已保存的数据条目
---

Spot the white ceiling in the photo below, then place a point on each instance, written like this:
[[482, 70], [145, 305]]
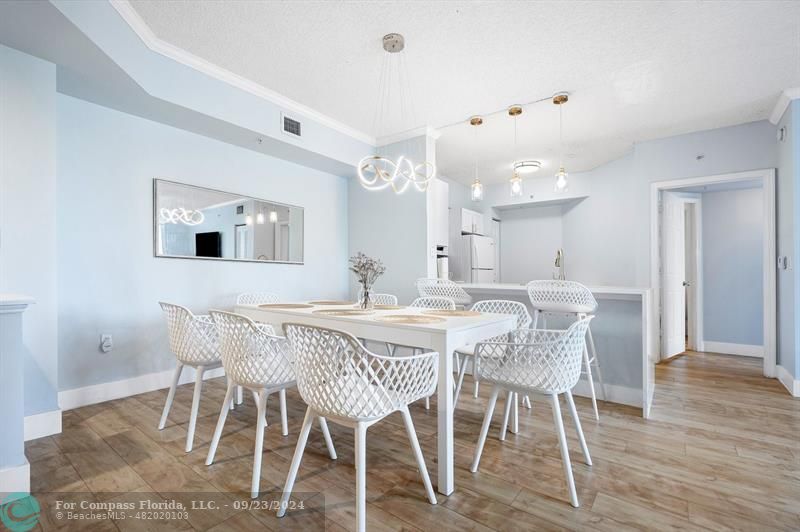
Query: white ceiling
[[635, 70]]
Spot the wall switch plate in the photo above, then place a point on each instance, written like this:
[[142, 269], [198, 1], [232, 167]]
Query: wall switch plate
[[106, 343]]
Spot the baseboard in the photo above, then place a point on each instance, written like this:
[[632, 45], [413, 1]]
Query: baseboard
[[734, 349], [108, 391], [788, 381], [41, 425], [15, 479], [615, 393]]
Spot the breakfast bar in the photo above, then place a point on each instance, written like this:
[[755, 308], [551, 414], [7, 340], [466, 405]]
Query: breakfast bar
[[622, 334]]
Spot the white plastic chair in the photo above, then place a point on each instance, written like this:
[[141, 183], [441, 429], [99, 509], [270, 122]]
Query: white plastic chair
[[432, 303], [256, 359], [193, 341], [572, 299], [537, 361], [256, 298], [342, 381], [443, 288], [493, 306]]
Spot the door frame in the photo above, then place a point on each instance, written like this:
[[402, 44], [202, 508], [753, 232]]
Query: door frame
[[769, 274], [695, 314]]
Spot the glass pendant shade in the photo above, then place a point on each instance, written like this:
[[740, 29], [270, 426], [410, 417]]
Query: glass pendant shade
[[477, 191], [562, 185], [516, 186]]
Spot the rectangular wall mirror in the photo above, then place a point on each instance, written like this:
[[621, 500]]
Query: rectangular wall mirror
[[201, 223]]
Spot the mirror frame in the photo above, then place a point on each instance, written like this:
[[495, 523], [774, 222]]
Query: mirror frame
[[157, 180]]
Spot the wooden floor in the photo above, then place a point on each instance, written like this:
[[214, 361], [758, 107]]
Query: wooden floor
[[722, 451]]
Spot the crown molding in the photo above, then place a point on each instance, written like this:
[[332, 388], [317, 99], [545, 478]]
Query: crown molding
[[424, 131], [143, 31], [783, 102]]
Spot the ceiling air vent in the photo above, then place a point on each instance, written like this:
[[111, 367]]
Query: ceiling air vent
[[291, 126]]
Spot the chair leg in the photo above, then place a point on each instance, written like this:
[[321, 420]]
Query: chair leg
[[527, 402], [591, 381], [475, 377], [302, 439], [593, 354], [412, 436], [506, 414], [198, 387], [574, 413], [562, 440], [284, 422], [515, 415], [170, 395], [361, 476], [461, 371], [255, 481], [487, 420], [223, 415], [323, 425]]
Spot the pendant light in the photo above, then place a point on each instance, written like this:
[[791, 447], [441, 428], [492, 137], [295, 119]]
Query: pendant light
[[561, 184], [374, 171], [515, 182], [477, 188]]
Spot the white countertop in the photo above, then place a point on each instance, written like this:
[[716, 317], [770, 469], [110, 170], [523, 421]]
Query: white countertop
[[603, 292]]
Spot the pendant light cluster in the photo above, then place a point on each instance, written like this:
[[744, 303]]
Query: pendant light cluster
[[521, 167], [376, 172]]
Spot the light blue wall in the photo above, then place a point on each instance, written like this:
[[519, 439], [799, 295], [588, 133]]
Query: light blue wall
[[108, 279], [733, 252], [785, 189], [28, 213]]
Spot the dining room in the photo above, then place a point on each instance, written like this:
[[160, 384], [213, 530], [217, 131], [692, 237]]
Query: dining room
[[271, 265]]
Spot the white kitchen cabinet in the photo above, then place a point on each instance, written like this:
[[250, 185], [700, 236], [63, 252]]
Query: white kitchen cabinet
[[472, 222]]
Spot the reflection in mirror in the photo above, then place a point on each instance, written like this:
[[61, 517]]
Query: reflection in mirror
[[203, 223]]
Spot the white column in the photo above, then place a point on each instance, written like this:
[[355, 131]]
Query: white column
[[14, 467]]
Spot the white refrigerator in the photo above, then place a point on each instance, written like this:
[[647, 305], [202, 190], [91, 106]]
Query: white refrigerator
[[479, 259]]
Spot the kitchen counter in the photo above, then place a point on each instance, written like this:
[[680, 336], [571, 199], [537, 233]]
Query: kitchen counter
[[623, 335]]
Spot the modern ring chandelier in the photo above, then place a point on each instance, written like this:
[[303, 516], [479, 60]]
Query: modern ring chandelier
[[180, 215], [376, 172]]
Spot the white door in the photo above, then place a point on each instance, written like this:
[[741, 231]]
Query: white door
[[673, 275]]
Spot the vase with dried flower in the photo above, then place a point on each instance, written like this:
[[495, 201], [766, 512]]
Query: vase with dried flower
[[367, 270]]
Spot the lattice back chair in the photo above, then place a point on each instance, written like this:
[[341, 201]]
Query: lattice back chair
[[256, 298], [258, 360], [429, 286], [537, 361], [571, 299], [467, 353], [431, 303], [341, 380], [194, 342]]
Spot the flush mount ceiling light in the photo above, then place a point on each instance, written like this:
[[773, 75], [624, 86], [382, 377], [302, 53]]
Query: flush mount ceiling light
[[561, 184], [476, 191], [527, 167], [374, 171]]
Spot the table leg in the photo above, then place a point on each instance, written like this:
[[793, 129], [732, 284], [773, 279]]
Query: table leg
[[444, 402]]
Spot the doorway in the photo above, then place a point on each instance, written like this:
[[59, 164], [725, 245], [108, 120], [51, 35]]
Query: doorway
[[689, 313]]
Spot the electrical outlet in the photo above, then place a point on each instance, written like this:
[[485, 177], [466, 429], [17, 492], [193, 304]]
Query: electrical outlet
[[106, 343]]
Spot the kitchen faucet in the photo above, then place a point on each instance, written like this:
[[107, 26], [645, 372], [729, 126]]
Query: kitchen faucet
[[558, 272]]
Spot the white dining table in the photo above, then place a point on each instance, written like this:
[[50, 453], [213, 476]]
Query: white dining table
[[443, 337]]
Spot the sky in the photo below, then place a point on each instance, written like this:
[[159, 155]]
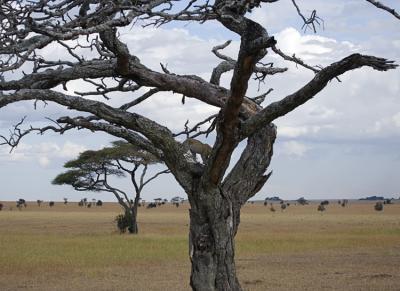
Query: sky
[[344, 143]]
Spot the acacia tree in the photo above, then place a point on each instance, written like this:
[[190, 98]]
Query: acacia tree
[[215, 196], [92, 169]]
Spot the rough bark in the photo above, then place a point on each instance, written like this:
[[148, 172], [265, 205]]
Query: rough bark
[[215, 215]]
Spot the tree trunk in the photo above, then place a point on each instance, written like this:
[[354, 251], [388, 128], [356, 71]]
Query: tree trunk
[[133, 227], [211, 239], [215, 214], [132, 221]]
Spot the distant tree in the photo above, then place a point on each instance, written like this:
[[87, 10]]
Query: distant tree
[[21, 202], [378, 206], [92, 169], [388, 201], [302, 201]]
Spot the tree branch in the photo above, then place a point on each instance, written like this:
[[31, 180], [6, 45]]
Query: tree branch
[[321, 79]]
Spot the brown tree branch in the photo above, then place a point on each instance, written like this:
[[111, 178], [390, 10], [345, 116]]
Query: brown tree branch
[[321, 79], [384, 7]]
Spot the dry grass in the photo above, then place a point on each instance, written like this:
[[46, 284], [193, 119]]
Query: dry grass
[[72, 248]]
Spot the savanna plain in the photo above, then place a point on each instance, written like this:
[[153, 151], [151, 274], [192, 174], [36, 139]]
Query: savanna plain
[[67, 247]]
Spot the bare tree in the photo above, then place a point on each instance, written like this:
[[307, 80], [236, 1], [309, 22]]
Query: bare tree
[[92, 169], [88, 30]]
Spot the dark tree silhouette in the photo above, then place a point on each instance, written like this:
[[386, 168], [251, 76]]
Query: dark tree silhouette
[[92, 169], [102, 60]]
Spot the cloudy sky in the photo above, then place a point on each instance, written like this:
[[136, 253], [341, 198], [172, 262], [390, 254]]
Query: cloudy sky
[[343, 143]]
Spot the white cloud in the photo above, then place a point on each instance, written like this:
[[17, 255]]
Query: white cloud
[[44, 161], [70, 150], [396, 119], [43, 152], [294, 148]]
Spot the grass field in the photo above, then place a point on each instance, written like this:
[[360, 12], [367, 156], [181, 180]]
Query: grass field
[[71, 248]]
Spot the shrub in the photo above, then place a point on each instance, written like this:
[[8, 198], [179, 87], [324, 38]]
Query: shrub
[[122, 221]]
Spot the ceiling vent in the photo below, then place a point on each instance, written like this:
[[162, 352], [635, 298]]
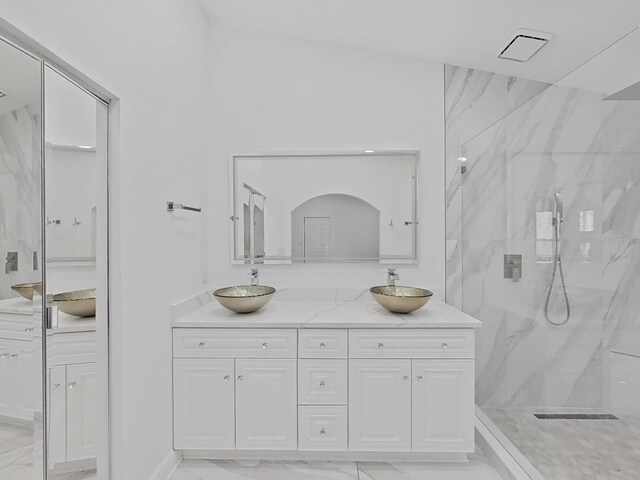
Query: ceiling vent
[[524, 44]]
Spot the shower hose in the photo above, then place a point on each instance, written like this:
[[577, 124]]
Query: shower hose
[[557, 266]]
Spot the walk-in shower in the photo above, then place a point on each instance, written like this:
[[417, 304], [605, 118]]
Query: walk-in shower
[[558, 219]]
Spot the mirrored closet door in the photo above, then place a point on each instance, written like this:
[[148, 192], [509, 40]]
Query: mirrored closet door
[[53, 282], [21, 327]]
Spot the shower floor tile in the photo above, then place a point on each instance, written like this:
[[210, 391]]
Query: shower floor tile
[[598, 449]]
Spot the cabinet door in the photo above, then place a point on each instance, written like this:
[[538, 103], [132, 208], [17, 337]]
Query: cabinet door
[[203, 402], [82, 415], [266, 404], [6, 378], [443, 405], [57, 415], [380, 405], [26, 382]]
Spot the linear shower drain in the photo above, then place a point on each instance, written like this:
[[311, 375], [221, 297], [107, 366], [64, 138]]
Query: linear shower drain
[[575, 416]]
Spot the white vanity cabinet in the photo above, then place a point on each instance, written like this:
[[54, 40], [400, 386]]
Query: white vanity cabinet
[[72, 398], [349, 392]]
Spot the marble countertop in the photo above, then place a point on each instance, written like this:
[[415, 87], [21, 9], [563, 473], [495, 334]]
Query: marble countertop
[[66, 323], [321, 311]]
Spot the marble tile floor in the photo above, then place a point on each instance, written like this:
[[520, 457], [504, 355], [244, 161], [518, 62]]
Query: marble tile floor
[[573, 449], [20, 457], [478, 468]]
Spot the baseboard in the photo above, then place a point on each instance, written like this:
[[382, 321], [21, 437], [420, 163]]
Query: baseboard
[[168, 466]]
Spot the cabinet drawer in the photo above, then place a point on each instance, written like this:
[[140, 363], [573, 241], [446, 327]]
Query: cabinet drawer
[[322, 382], [414, 343], [322, 343], [322, 428], [234, 343]]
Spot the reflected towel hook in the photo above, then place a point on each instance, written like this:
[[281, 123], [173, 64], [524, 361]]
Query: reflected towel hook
[[173, 206]]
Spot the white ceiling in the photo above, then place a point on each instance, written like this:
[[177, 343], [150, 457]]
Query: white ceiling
[[461, 32]]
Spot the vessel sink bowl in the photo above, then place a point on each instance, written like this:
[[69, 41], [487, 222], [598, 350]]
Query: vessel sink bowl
[[27, 290], [401, 299], [81, 303], [244, 298]]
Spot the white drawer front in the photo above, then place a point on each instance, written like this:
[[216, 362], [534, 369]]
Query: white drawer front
[[322, 428], [322, 343], [414, 343], [322, 382], [234, 343]]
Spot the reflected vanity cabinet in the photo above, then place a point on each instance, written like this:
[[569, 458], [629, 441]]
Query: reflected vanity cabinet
[[333, 390]]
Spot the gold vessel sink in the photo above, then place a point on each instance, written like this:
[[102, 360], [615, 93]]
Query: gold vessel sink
[[27, 290], [244, 298], [81, 303], [400, 299]]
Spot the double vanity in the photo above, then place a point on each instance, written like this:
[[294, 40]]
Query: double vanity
[[323, 374]]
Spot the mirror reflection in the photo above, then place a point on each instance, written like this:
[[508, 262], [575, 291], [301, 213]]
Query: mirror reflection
[[21, 452], [322, 208], [75, 220]]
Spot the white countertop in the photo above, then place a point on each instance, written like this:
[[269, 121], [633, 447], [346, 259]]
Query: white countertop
[[360, 312], [66, 323]]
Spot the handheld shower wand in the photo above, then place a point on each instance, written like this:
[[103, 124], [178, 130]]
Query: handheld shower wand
[[558, 218]]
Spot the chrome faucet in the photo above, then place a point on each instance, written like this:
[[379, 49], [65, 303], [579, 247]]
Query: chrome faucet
[[392, 276], [253, 275]]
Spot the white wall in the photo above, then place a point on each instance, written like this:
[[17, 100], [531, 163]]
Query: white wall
[[151, 55], [277, 94]]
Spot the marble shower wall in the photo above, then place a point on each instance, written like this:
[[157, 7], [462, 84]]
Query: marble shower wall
[[552, 139], [19, 194]]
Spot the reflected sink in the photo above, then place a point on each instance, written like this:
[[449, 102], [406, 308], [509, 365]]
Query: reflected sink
[[400, 299], [81, 303], [27, 290], [244, 298]]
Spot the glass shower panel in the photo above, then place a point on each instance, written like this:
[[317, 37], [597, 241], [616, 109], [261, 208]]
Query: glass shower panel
[[21, 382], [556, 180], [75, 175]]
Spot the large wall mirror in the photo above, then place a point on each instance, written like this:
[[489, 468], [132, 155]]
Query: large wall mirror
[[325, 207]]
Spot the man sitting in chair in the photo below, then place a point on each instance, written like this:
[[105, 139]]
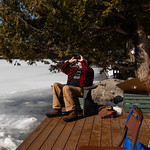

---

练习 = 请从上面列表中含有“Spot the crown”的那一行开始，照原样抄写各行，抄到含有“[[108, 279], [733, 252], [785, 189], [28, 213]]”的那一行为止，首尾两行都要抄。

练习解答 =
Spot the crown molding in the photo above, then place a point on each instance, written like this:
[[332, 388], [317, 99], [545, 478]]
Query: crown molding
[[424, 131], [143, 31], [783, 102]]
Spot the ceiling air vent in the photo above, then place a point on each instance, written like this:
[[111, 367]]
Query: ceiling air vent
[[291, 126]]
Spot the chair leg in the photo above, then place a point on each instance, written like this:
[[321, 420]]
Query: chair leg
[[527, 402], [591, 381], [475, 377], [302, 439], [593, 354], [412, 436], [506, 414], [198, 387], [574, 413], [562, 440], [284, 422], [515, 415], [170, 395], [361, 476], [461, 371], [255, 481], [487, 420], [223, 415], [323, 425]]
Spot the pendant light in the photo above, then place a point on each instance, written like this:
[[791, 447], [441, 428], [492, 137], [295, 119]]
Query: pendant light
[[561, 184], [374, 171], [515, 182], [477, 188]]
Spot the white countertop in the photo above, then place a point on each instance, written like this:
[[716, 317], [770, 469], [110, 170], [523, 421]]
Query: white countertop
[[603, 292]]
Spot the pendant light cluster in the photo above, then place a point on each instance, written like this:
[[744, 303]]
Query: pendant light cluster
[[521, 167], [376, 172]]
Spot the light blue wall in the photo above, then place a point on each instance, written like this:
[[519, 439], [799, 295], [588, 133]]
Query: light blue wall
[[108, 279], [733, 252], [785, 189], [28, 213]]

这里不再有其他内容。